* _TEXT PROVIDED_
##############################

What, think you, causes me truest joy
Down by the sea – the wild mad storm of waves
The fierce rushing swirl of waters together
The cruel salt spray that blows, that beats upon my face . . .
The song of the wind as I stretch out my arms and embrace it
This indeed gives me joy.
KATHLEEN BEAUCHAMP, 2 MARCH 1906

The first thing you notice in Wellington is the wind. A full southerly buster was blowing as I drove in around the bays of the harbour, hurling the waves onto the rocks. At the hotel on Tinakori Road, shutters slapped and banged in a crazy percussion, just as Katherine described in one of her earliest stories, 'The Wind Blows'. I recognised the way it blew the stinging dust 'in waves, in clouds, in big round whirls', heard the 'loud roaring sound' from the tree ferns and the pohutukawa trees in the botanic garden, the clanking of the overhead cables for the trolley buses. Clinging to the car door to steady myself, the street map levitating from my grasp, I experienced the exactness of Katherine's images – 'a newspaper wagged in the air like a lost kite' before spiking itself onto a pine tree; sentences blew away 'like little narrow ribbons'.
Tinakori Road, where Katherine was born and where her father occupied progressively larger houses as his status rose, runs along a steep hillside with spectacular views of the city. Above it, a tree- clad slope climbs upwards towards the ridge and below it, houses stagger downhill towards the brief fringe of level ground that edges the circular bay, enclosed by hills. The street follows a major fault line in an area that remains seismically active, and tremors were part of Katherine's childhood experience.

##############################

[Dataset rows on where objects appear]
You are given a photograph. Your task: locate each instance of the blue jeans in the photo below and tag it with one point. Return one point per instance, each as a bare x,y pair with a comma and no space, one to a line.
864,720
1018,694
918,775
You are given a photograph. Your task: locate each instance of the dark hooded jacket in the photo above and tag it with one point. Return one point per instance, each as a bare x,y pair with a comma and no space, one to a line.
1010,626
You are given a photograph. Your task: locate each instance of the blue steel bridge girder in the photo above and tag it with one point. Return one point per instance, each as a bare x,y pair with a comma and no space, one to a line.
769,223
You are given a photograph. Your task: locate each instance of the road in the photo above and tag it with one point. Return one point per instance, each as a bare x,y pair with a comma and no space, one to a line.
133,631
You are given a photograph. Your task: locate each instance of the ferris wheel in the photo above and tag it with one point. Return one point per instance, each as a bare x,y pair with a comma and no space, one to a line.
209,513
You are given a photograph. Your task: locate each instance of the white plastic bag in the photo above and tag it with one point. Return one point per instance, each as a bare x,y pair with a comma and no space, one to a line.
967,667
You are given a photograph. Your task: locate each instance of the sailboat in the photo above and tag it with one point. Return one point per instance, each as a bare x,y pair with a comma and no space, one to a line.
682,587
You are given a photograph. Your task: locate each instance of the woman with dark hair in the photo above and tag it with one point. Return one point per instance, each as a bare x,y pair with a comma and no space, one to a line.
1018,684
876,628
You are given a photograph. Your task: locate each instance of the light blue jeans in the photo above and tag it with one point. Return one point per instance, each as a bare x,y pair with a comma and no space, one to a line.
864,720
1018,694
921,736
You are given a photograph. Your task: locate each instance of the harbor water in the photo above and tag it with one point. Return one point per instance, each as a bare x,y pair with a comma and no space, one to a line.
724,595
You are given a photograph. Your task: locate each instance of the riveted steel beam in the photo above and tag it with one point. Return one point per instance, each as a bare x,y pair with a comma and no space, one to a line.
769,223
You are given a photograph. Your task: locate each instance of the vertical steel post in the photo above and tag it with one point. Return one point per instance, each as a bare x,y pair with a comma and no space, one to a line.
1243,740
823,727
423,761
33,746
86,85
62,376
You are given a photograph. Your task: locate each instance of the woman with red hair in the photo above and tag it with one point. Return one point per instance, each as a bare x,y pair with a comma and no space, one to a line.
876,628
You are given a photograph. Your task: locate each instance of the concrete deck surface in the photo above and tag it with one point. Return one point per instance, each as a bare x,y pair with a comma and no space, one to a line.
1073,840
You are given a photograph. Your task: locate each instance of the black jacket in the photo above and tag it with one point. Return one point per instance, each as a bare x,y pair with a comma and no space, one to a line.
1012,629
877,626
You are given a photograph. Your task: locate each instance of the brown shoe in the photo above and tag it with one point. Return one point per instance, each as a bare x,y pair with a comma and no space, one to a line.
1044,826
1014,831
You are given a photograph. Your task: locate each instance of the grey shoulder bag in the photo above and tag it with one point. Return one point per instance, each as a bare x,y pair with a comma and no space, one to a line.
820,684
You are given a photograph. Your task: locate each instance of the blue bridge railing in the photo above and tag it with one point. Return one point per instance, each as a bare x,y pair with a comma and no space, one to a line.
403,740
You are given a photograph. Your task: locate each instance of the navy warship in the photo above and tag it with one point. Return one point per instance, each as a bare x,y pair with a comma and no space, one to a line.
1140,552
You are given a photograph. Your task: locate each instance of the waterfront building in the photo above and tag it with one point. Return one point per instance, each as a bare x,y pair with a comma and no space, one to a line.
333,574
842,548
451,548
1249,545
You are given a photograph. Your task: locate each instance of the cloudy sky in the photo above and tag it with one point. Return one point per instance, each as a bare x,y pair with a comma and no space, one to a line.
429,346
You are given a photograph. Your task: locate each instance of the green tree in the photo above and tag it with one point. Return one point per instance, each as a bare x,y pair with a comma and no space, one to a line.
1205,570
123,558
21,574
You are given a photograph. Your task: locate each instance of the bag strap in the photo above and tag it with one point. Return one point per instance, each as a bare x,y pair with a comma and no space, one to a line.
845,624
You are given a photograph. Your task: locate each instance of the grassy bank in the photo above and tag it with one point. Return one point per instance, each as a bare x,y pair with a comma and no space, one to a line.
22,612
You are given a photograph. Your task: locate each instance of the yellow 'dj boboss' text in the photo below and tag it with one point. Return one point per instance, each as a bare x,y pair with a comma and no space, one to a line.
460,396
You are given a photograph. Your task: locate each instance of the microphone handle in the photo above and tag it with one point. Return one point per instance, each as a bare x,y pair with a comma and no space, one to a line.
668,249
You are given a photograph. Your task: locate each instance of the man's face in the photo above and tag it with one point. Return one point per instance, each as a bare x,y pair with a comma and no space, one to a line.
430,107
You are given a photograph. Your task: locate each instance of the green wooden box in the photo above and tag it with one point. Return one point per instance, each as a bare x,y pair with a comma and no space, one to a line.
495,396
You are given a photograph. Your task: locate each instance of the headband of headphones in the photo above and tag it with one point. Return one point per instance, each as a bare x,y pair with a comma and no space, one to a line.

##############################

* _WHAT YOU WILL DO_
1. According to the passage on Wellington, what major geological feature does Tinakori Road follow?
2. List every kind of tree or plant named in the passage on Wellington.
3. Pick up the passage on Wellington after its final sentence and continue it.

* _RESPONSES TO THE TASKS_
1. It follows a major fault line in an area that remains seismically active.

2. Tree ferns, pohutukawa trees, pine tree

3.
Katherine loved the view from Tinakori Road, writing in her youthful notebook how 'all in a fever myself I rushed out of the stifling house . . . on to the gorse golden hills. A white road round the hills – there I walked. And below me, like a beautiful Pre- Raphaelite picture, lay the sea and the violet mountains. The sky all a riot of rose and yellow – amethyst and purple. At the foot of the hill – the city – but all curtained by a blue mist that hung over it in pale wreaths of Beauty.' Though engulfed by the expanding capital, the old houses renumbered to accommodate the new, Tinakori Road has changed little in a hundred and twenty years. It is still lined by brightly painted wooden houses, and you can have a drink in the local working men's pub, where Katherine's inscrutable face looks down from the wall. The prime minister now occupies the residence where Katherine was given a farewell garden party before leaving for England in 1908 and which she used as material for one of her best- known stories.
The fabric of her narratives is laid out in front of me as I look from the motel window. The curve of the bay where Katherine spent her summers, the quays where she and her brother watched the steamers depart and dreamed of one day leaving themselves; the botanic garden where she wandered with her sisters, conscious always of the untamed wilderness just on the other side of the garden fence. 'Here is laughter and movement and bright sunlight – but behind me – is it near, or miles and miles away? – the bush lies hidden in the shadow.' Katherine's childhood was spent on the insecure margin between a recent immigrant civilisation and the encroaching wilderness, inhabited by an older, more primitive culture that was being dispossessed.
As a visitor to Wellington you can walk along the road Katherine took each day to school, visit the cemetery where her family were buried, see 'the gully' where their servants lived in relative poverty, and visit the house where she was born, now meticulously restored. A square, white, plain, two- storey weatherboard house behind a picket fence, it has four bedrooms, two reception rooms, a kitchen, scullery and 'other offices'.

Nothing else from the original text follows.